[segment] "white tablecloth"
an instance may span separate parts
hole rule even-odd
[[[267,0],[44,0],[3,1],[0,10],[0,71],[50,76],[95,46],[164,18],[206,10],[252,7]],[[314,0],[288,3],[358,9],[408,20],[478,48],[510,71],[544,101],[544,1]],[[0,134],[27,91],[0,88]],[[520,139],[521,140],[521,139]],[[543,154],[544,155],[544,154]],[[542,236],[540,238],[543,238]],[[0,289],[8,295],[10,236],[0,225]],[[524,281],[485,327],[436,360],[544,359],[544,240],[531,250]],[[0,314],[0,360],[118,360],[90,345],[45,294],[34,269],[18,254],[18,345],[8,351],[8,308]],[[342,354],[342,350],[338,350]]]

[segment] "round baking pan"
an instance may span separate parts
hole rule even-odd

WHAT TO DO -
Copy out every line of the records above, requests included, adding 30 to each number in the polygon coordinates that serve as answers.

OUTPUT FOR THIS TASK -
[segment] "white tablecloth"
an instance may span separate parts
hole rule even-odd
[[[297,30],[74,30],[33,31],[30,40],[30,101],[80,106],[125,76],[194,48],[236,40],[282,37]],[[344,30],[318,33],[388,39],[438,50],[508,78],[540,101],[574,131],[574,31]],[[30,164],[57,121],[30,118]],[[550,169],[551,170],[551,169]],[[573,184],[574,185],[574,184]],[[572,266],[570,268],[573,268]],[[30,319],[38,325],[40,266],[30,255]],[[554,311],[515,357],[466,390],[574,389],[574,270],[561,280]],[[30,344],[30,390],[148,390],[120,375],[75,324],[64,299],[48,284],[48,375],[38,381],[38,338]],[[372,384],[372,380],[368,380]]]

[segment] "round baking pan"
an instance may span separate parts
hole rule even-odd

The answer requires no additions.